文本段落 -
====

爬取58二手房并用SVR模型拟合

爬取数据仅用于练习和学习。本文运用二手房规格sepc(如3室2厅1卫)和二手房面积area预测二手房价格price，只是练习和学习，不代表任何实际意义。

脑子不好真君

1358人浏览 · 2024-02-03 20:47:00

脑子不好真君 · 2024-02-03 20:47:00 发布

一、前言

二、爬虫与数据处理

三、模型

一、前言

爬取数据仅用于练习和学习。本文运用二手房规格sepc(如3室2厅1卫)和二手房面积area预测二手房价格price，只是练习和学习，不代表任何实际意义。

二、爬虫与数据处理

import requests
import chardet
import pandas as pd
import time
from lxml import etree
from fake_useragent import UserAgent

ua = UserAgent()
user_agent = ua.random
print(user_agent)

url = 'https://gy.58.com/ershoufang/'
headers = {
   'User-Agent':user_agent
}

resp = requests.get(url=url, headers=headers)
encoding = chardet.detect(resp.content)['encoding']
resp.encoding = encoding
page_text = resp.text

tree = etree.HTML(page_text)
page_num_data = tree.xpath('//*[@id="esfMain"]/section/section/section/section/div/ul/li/a/text()')
page_num =  [item.strip() for item in page_num_data if item.strip().isdigit()]
last_page = int(page_num[-1])

====

已保存条目
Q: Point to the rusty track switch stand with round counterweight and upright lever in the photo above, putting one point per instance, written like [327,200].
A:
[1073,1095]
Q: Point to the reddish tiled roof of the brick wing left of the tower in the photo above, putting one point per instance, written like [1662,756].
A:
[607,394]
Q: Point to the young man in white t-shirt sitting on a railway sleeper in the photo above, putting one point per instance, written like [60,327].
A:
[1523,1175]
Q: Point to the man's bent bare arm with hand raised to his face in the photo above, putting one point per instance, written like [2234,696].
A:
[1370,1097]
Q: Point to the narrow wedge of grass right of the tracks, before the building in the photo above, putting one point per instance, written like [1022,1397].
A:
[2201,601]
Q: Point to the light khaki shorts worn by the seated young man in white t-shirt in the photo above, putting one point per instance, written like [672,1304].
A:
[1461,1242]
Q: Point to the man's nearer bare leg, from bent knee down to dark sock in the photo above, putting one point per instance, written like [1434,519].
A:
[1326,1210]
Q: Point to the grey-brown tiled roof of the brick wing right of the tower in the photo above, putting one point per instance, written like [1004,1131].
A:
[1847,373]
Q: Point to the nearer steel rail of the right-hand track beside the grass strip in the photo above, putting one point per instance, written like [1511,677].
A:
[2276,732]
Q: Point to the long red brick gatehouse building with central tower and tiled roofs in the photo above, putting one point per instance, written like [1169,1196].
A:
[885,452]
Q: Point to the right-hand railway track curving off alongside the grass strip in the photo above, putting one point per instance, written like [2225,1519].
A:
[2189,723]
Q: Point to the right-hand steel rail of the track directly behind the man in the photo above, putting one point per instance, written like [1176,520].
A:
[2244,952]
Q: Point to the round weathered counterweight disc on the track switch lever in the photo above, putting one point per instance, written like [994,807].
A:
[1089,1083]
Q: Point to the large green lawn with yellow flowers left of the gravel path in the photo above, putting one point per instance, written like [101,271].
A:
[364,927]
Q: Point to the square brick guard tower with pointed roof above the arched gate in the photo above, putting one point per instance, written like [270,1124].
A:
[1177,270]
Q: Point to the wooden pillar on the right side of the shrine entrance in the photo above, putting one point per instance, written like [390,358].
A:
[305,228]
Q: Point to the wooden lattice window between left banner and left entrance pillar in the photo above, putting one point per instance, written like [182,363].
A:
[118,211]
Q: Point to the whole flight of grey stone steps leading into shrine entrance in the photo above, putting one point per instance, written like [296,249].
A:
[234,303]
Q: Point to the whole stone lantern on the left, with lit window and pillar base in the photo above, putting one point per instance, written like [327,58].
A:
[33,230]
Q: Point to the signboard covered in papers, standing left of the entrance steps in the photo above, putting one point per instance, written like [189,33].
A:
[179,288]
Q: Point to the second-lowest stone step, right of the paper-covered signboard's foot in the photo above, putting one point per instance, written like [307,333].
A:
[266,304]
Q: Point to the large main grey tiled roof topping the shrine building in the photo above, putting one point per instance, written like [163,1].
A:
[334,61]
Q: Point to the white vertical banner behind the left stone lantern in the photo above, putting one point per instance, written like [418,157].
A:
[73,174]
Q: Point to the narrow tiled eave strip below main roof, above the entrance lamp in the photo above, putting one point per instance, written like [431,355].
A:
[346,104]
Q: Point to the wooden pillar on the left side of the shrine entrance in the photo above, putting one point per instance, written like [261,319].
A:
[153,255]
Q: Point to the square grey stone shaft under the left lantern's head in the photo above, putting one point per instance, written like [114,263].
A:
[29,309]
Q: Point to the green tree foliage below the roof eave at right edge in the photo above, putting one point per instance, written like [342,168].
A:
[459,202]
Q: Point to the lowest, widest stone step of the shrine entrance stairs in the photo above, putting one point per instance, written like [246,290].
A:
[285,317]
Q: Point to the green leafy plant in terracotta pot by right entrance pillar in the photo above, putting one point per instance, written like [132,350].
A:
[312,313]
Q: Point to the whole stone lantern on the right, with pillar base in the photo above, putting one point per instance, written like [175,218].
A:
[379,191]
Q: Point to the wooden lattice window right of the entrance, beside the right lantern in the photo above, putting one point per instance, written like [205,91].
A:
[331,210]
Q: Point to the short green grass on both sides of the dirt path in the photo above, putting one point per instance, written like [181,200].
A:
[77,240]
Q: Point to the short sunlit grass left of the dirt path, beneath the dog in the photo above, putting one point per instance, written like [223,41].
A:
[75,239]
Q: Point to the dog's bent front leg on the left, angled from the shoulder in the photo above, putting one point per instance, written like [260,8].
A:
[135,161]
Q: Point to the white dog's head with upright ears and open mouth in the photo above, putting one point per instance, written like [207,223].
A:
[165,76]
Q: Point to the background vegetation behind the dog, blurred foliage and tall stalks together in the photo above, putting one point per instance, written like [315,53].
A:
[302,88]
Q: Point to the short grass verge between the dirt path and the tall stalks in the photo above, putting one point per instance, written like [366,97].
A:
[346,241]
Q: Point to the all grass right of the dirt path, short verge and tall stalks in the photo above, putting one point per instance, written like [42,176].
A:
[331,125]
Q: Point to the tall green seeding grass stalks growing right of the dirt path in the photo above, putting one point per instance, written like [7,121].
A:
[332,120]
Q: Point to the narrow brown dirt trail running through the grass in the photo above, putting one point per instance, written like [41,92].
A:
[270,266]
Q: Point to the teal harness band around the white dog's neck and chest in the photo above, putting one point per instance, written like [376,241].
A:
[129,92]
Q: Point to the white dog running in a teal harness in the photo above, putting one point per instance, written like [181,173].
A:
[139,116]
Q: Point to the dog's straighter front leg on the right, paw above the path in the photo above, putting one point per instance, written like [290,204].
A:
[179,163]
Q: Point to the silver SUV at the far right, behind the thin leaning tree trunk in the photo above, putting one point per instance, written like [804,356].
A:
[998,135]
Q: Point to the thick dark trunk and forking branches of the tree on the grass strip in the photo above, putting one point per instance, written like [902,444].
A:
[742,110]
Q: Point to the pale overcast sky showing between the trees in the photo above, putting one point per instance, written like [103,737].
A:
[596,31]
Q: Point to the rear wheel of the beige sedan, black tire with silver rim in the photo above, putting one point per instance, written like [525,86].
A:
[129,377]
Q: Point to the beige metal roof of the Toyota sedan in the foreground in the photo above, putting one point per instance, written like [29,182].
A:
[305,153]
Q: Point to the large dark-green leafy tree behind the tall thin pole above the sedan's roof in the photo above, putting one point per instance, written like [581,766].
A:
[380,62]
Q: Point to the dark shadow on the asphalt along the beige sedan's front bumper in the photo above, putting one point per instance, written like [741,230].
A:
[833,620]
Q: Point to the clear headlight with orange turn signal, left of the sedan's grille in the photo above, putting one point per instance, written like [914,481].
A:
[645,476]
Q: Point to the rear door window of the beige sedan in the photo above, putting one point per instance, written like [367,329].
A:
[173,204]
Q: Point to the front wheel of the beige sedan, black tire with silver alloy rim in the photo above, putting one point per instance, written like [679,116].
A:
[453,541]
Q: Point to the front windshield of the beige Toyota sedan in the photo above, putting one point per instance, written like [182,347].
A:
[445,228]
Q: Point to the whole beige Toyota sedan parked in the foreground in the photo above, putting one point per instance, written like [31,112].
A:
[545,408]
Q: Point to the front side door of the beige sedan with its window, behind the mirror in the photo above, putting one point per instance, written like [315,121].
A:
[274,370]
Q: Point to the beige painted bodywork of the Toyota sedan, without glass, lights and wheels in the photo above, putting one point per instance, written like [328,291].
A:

====

工作事项 A - 请打印上文关于爬取58二手房的文本中自“resp = requests.get(url=url, headers=headers)”起至“last_page = int(page_num[-1])”止的部分，首尾均包括在内。
工作事项 B - 上文关于爬取58二手房的文本使用哪两项数据来预测二手房价格price？

答案栏 A -
resp = requests.get(url=url, headers=headers)
encoding = chardet.detect(resp.content)['encoding']
resp.encoding = encoding
page_text = resp.text

tree = etree.HTML(page_text)
page_num_data = tree.xpath('//*[@id="esfMain"]/section/section/section/section/div/ul/li/a/text()')
page_num =  [item.strip() for item in page_num_data if item.strip().isdigit()]
last_page = int(page_num[-1])

答案栏 B - 二手房规格sepc（如3室2厅1卫）和二手房面积area。